> **Work to complete**: Among the records below, one line contains "Target: spool of baker's twine"; copy that line and all that follow it, exactly as written.

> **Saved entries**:
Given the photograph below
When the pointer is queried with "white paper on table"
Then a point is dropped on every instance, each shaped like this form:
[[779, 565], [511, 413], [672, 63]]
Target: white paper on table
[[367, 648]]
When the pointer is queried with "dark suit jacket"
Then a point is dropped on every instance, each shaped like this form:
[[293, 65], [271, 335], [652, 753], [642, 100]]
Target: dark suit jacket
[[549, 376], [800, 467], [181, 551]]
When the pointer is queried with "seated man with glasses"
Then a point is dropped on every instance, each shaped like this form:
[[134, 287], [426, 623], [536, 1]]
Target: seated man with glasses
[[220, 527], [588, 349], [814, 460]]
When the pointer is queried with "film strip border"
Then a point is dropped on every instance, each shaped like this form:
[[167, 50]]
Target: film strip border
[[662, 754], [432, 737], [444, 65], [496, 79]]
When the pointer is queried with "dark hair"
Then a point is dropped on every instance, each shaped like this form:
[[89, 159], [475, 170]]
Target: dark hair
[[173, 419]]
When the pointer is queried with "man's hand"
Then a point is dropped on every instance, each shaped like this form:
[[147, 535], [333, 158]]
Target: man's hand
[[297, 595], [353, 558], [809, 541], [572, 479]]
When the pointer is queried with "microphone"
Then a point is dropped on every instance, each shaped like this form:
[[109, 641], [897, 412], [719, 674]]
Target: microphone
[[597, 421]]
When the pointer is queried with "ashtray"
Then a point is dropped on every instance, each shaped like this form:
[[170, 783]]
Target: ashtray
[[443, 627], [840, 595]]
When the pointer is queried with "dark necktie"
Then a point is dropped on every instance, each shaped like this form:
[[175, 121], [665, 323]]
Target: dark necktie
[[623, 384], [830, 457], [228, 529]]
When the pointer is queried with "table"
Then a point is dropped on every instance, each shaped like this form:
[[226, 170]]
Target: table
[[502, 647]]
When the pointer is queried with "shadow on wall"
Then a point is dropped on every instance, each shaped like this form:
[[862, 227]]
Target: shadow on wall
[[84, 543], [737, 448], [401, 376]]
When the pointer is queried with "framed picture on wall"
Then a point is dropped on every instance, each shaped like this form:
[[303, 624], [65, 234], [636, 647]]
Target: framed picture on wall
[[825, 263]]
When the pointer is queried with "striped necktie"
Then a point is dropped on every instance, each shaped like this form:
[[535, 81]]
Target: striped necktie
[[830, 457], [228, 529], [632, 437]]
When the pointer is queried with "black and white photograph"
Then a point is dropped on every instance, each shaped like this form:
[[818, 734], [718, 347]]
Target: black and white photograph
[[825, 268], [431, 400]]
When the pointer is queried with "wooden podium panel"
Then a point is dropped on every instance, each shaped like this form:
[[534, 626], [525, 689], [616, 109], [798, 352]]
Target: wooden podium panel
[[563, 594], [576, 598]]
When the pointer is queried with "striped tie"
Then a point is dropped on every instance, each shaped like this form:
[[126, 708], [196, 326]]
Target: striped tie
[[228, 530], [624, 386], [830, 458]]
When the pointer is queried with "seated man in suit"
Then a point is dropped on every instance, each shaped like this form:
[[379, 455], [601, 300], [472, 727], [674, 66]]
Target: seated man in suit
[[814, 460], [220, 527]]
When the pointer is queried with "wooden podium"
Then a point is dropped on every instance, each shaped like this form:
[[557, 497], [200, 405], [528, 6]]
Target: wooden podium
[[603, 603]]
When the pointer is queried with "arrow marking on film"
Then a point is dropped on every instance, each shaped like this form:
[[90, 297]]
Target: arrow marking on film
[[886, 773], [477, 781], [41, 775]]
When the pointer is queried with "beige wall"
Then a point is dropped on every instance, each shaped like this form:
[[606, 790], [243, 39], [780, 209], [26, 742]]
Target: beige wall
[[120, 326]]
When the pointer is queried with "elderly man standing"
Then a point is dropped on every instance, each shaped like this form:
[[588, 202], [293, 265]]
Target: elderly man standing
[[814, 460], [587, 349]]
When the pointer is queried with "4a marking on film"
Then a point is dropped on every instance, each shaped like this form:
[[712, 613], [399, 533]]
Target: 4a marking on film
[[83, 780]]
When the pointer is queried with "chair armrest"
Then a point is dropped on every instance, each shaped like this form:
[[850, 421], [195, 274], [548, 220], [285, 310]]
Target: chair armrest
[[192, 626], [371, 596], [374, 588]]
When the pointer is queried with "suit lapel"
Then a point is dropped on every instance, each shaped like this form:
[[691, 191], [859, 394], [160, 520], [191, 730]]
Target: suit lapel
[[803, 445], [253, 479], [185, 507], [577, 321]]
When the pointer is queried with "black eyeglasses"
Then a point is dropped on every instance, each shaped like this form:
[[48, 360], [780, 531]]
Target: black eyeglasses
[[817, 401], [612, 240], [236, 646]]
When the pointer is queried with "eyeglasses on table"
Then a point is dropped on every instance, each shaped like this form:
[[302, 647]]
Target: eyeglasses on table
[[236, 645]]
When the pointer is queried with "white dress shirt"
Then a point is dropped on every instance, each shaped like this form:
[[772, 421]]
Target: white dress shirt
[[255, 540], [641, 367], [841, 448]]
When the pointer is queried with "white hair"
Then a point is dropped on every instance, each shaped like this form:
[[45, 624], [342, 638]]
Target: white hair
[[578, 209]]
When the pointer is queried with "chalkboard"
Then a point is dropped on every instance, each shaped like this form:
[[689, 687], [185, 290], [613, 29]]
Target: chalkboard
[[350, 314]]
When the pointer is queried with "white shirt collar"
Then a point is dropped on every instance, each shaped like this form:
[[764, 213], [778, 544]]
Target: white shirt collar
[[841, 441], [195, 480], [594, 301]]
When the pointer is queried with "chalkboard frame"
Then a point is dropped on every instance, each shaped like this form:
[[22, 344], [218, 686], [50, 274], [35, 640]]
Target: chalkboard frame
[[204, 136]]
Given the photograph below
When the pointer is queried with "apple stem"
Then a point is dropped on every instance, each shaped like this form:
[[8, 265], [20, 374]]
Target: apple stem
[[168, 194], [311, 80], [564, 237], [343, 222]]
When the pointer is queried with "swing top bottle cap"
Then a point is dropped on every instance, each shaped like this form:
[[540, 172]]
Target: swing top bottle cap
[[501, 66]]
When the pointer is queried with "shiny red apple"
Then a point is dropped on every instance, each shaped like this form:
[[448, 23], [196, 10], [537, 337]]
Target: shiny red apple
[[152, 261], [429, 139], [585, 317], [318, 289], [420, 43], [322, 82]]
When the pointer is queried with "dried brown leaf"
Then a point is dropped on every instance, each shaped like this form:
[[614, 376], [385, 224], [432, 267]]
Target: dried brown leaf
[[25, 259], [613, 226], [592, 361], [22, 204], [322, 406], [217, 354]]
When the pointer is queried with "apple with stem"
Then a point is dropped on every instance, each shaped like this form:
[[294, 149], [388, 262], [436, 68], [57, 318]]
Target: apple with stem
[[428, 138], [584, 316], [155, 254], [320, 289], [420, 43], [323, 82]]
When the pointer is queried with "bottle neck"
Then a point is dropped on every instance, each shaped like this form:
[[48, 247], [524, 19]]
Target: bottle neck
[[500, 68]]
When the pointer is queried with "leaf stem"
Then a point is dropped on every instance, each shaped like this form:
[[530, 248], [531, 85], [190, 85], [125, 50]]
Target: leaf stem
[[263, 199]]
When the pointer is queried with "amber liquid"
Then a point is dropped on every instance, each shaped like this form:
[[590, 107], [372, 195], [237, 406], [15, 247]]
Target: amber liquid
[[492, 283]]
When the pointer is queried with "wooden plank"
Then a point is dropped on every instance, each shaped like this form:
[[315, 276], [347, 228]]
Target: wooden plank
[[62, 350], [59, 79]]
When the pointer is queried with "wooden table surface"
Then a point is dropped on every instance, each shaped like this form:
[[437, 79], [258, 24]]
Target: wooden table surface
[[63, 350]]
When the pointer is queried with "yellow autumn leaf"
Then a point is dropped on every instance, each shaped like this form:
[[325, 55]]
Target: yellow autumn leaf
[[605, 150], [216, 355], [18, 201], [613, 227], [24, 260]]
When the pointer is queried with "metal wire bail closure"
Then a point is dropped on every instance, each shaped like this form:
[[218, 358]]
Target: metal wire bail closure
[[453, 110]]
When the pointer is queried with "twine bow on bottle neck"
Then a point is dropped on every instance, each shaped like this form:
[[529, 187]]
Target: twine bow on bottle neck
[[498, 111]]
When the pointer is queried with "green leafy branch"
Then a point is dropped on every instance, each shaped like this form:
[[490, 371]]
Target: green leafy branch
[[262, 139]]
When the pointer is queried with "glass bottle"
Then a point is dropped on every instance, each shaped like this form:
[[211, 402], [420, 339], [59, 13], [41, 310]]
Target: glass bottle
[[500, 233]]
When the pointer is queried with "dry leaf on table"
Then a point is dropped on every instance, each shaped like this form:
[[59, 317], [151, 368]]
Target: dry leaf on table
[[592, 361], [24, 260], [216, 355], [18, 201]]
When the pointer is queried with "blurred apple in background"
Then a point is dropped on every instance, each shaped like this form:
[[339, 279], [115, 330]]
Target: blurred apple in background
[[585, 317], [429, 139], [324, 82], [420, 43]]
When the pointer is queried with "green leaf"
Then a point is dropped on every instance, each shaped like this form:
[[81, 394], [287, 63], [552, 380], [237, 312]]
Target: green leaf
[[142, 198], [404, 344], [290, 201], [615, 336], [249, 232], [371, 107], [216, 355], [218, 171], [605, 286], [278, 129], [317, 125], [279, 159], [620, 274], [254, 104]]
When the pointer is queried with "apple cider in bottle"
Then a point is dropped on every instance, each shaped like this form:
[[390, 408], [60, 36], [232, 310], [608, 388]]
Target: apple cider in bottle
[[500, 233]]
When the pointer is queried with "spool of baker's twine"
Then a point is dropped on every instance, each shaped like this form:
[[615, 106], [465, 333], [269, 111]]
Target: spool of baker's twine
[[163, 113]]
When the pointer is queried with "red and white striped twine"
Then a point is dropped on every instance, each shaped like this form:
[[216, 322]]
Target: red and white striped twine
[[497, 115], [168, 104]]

> **Answer to the exercise**:
Target: spool of baker's twine
[[163, 113]]
When the pointer is queried with "red and white striped twine"
Then a point is dropped on every instance, each shaped like this form:
[[216, 322]]
Target: red and white striped twine
[[497, 115], [168, 104]]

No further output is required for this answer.